▸ **Consigne A**:
Réponds à ces questions sur l'extrait fourni :
(i) En quelle année le dialogue entre les deux institutions a-t-il commencé ?
(ii) Dans quelle bibliothèque la collection du Frac Réunion est-elle installée ?
(iii) Dans le cadre de quel plan l'exposition a-t-elle été réalisée ?

▸ **Extrait fourni**:
◆ ◆ ◆ ◆ ◆

Exposition réalisée avec le soutien du Ministère de la culture - Direction générale de la création artistique (DGCA), dans le cadre du plan Mieux produire mieux diffuser.

Pendant une année, la collection du Frac Réunion s’invite dans les espaces de la Bibliothèque universitaire Droit-Lettres du campus du Moufia à l’Université de La Réunion.
L’exposition Nous, les portraits est une étape supplémentaire dans ce dialogue engagé en 2021 entre les deux institutions, pensée pour interroger la manière dont les images nous regardent autant que nous les regardons.
Cette exposition réunit les œuvres de Farah Al Qasimi, Samuel Fosso, Pieter Hugo, Gabrielle Manglou, Alice Mann & Mary Sibande.
Le portrait n’est jamais un. Il est toujours affaire de relation, de construction, de pouvoir et de stratégies de résistance. Il commence là où deux présences se croisent — le regardant et le regardé — mais convoque davantage : les régimes d’image, les mythologies collectives, les écarts au réel, les fictions à venir. Il est un genre qui ne cesse de se réinventer, parce qu’il touche à ce que nous avons de plus fragile et de plus politique : l’image de soi dans le regard de l’autre, et inversement.
Le portrait nous renvoie sans cesse à ce mouvement d’échange, de glissement entre les places assignées. Je suis celui qui regarde, celui qui est regardé, celui qui cadre, celui qui pose. Et l’autre, tour à tour, peut être celui qui me dévisage, qui me précède, qui m’imagine ou qui me dévoile. Il n’y a pas de position stable dans l’image. Le portrait, toujours, déplace les frontières entre je et tu, entre sujet et objet, entre fiction assumée et vérité projetée.

◆ ◆ ◆ ◆ ◆

▸ **Les entrées**:
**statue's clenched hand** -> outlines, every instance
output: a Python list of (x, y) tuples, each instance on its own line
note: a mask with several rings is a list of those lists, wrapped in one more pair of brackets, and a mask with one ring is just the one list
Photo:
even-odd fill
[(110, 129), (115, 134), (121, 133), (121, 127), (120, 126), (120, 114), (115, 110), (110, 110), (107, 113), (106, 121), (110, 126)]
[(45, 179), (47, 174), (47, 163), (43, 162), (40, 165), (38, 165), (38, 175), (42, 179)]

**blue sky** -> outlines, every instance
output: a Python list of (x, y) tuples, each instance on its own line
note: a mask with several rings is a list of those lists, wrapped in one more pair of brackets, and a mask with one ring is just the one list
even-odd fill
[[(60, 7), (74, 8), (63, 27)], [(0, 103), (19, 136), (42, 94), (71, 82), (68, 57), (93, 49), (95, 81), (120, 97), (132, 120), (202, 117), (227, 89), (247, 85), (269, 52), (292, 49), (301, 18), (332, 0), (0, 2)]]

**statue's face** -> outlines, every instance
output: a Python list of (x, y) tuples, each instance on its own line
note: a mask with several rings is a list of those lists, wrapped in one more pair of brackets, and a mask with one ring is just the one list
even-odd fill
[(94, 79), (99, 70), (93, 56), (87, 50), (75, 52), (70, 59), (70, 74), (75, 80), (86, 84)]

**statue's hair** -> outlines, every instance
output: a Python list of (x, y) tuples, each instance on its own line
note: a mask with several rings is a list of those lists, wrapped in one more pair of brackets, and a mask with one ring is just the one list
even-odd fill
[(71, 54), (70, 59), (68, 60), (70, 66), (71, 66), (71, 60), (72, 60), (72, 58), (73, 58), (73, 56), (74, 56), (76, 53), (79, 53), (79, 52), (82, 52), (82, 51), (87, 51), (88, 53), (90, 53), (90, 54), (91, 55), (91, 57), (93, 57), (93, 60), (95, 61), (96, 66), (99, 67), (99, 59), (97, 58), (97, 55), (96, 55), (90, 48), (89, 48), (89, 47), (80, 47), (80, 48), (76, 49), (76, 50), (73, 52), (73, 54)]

◆ ◆ ◆ ◆ ◆

▸ **Consigne B**:
Transforme en tableau Markdown les lignes des entrées, de la première jusqu'à celle qui contient "(332, 0), (0, 2)]]", ces deux lignes comprises. Mets une colonne "N°" pour le numéro de rangée et une colonne "Ligne" pour la ligne, en laissant de côté les lignes vides.

▸ **Corrigé A**:
(i) En 2021.
(ii) À la Bibliothèque universitaire Droit-Lettres du campus du Moufia, à l'Université de La Réunion.
(iii) Dans le cadre du plan Mieux produire mieux diffuser.

▸ **Corrigé B**:
| N° | Ligne |
|---|---|
| 1 | **statue's clenched hand** -> outlines, every instance |
| 2 | output: a Python list of (x, y) tuples, each instance on its own line |
| 3 | note: a mask with several rings is a list of those lists, wrapped in one more pair of brackets, and a mask with one ring is just the one list |
| 4 | Photo: |
| 5 | even-odd fill |
| 6 | [(110, 129), (115, 134), (121, 133), (121, 127), (120, 126), (120, 114), (115, 110), (110, 110), (107, 113), (106, 121), (110, 126)] |
| 7 | [(45, 179), (47, 174), (47, 163), (43, 162), (40, 165), (38, 165), (38, 175), (42, 179)] |
| 8 | **blue sky** -> outlines, every instance |
| 9 | output: a Python list of (x, y) tuples, each instance on its own line |
| 10 | note: a mask with several rings is a list of those lists, wrapped in one more pair of brackets, and a mask with one ring is just the one list |
| 11 | even-odd fill |
| 12 | [[(60, 7), (74, 8), (63, 27)], [(0, 103), (19, 136), (42, 94), (71, 82), (68, 57), (93, 49), (95, 81), (120, 97), (132, 120), (202, 117), (227, 89), (247, 85), (269, 52), (292, 49), (301, 18), (332, 0), (0, 2)]] |